March 24, 2024
Mark 11:1-11
Then they brought the colt to Jesus and threw their cloaks on it; and he sat on it. Many people spread their cloaks on the road, and others spread leafy branches that they had cut in the fields.
People took off their cloaks and laid them down along the road. They plucked branches from any handy tree. There may have been olive trees along the way and I personally saw clusters of rosemary bushes along the road down from the Mount of Olives into the city of Jerusalem. There were probably many options for the people in Jesus’ time.
At different times and in different places, you may not have had any palms handy, but the idea was never to get the materials exactly right. Some places refer to this day as Cloak Sunday or even Branch Sunday. In medieval Europe, for example, it might have been known as Yew Sunday.
The yew is a plant with its own mythology. In Celtic culture, it is a symbol of death and resurrection, because they are long lived. Old yews can apparently replant themselves when their branches droop to the ground. Life, death, and renewal in one plant, a plant that is also an evergreen, yet another symbol anticipating the new life of Easter morning.
Then those who went ahead and those who followed were shouting, “Hosanna! Blessed is the one who comes in the name of the Lord! Blessed is the coming kingdom of our ancestor David! Hosanna in the highest heaven!”
This is a triumphal entry. The imagery suggests the return of a victorious army or, perhaps, the return of a king from a journey. In both ways, the events of Palm Sunday reflect the people’s fervent hope that they might be delivered from something. Perhaps the oppressive rule of the Roman Empire. Perhaps the heavy-handed oversight of the Temple priests. Perhaps the poverty they suffered, the weariness of their hard days of labor. We do not need to choose among these examples. Like the branches along the side of the road, there could be many possibilities for deliverance overlapping in the hearts and minds of Jesus’ followers.
Unlike those people gathered in great expectation, we know that the story takes a different turn. Soon after his arrival, Jesus would make his famous trip to the Temple, driving out the money changers. He also suggested that the Temple itself would be destroyed. The priests and the scribes will question his authority to speak and to act as he does. The warm welcome among the people gives way to resistance by those who disagree with Jesus or who stand to lose out under his way of engaging with the world.
We know what happens. We know that the high point of the triumphal entry into the city gives way to the low point of Jesus’ betrayal into the hands of the authorities. Judas trades thirty pieces of silver for the location of Jesus. What were those thirty coins might be worth? As we just considered the money changers passage, I am guessing Judas would have received the same type of coins they were using, likely silver coins minted in the city of Tyr. By weight and purity, they might be worth up to $300. Not a lot of money to betray a friend.

* Using the information:
A. In the Palm Sunday reflection, what name might the day have had in medieval Europe?
B. Carry the Palm Sunday reflection forward from its last sentence.

* Data provided:
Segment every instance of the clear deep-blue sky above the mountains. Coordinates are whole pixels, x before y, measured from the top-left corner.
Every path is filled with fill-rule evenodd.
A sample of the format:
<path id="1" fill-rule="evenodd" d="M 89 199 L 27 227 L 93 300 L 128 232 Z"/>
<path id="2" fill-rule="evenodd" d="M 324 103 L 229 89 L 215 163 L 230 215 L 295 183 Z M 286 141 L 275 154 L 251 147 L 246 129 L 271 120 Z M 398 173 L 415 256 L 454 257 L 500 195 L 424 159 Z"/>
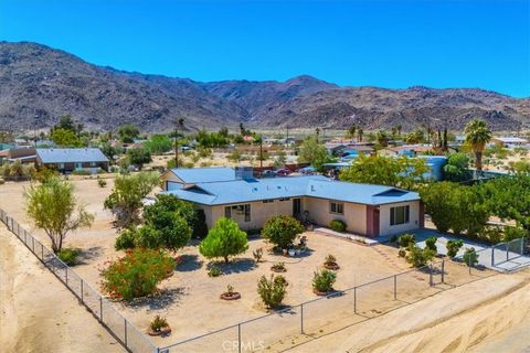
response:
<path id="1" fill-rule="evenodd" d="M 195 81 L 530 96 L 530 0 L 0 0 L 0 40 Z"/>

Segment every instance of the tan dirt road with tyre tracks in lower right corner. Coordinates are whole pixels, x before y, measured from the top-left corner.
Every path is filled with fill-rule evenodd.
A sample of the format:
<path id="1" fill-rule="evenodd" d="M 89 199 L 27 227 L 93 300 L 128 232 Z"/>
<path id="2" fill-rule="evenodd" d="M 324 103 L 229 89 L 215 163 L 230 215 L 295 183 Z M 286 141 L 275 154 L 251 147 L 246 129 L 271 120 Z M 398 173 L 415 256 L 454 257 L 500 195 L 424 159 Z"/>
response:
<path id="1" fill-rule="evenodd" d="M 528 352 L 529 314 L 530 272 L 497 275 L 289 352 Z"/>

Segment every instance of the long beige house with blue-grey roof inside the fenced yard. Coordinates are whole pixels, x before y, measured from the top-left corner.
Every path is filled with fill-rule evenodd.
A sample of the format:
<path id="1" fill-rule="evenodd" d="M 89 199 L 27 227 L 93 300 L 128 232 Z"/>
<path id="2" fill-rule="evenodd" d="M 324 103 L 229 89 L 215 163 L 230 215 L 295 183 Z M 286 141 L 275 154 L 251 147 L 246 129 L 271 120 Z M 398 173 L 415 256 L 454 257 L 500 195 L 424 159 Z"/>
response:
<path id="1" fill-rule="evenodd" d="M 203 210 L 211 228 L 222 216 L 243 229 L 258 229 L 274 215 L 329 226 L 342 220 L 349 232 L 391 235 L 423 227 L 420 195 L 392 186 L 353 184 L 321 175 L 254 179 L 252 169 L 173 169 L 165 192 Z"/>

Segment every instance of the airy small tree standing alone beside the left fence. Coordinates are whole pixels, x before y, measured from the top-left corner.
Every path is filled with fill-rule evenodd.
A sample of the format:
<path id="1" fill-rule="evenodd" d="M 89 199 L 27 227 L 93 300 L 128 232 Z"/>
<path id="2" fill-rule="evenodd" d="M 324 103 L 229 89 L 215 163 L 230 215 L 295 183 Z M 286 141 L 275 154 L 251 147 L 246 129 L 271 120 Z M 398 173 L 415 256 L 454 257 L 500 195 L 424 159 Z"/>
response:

* Answers in order:
A. Yew Sunday

B.
When we consider the events of Holy Week, the jubilation of Palm Sunday gives way to the intimacy of the Last Supper and then the terrible reversals of Good Friday – “good” in this sense meaning “holy” by the way. On Holy Saturday, Jesus is at rest in the tomb. Depending upon your tradition, he is also on Saturday harrowing hell, meaning that he is breaking down the gates of hell and liberating the righteous souls trapped there awaiting their deliverance through his arrival.
This may allude to the concept of the bosom of Abraham, the place in Sheol where the righteous dead await Judgment Day. One could interpret that concept as meaning they will not enter into heaven, or into the presence of God, until that day. And for some Christians, that day had finally arrived through the death and resurrection of Jesus.
You may notice that I said some Christians, meaning not all. There are traditions that believe that the righteous souls of the dead will enter heaven only after Judgment Day, which coincides with the Second Coming of Christ. For some Christians, salvation will be all at once for a select few, while for others it will be every single one of us saved together. That is a belief in universal salvation as opposed to the elect being saved. There are many, many different ways of understanding the life, death, and resurrection of Jesus even among what might be called traditional Christian denominations.
Is that surprising? Is it surprising that even within relatively traditional strains of Christianity there might be significant differences when it comes to such theological conclusions? Is it any wonder that there are thousands of denominations and diverging faith groups under the broad banner of “Christian”?
Think about our reading. The people along the road are celebrating Jesus’ arrival, with cloaks and branches, with cries of Hosanna. They understand Jesus’ entry into the city as the beginning a new era, when the messiah would deliver them from their current state of difficulties. It was a person born into the lineage of David who would be a prince or a king and certainly a deliverer of the people.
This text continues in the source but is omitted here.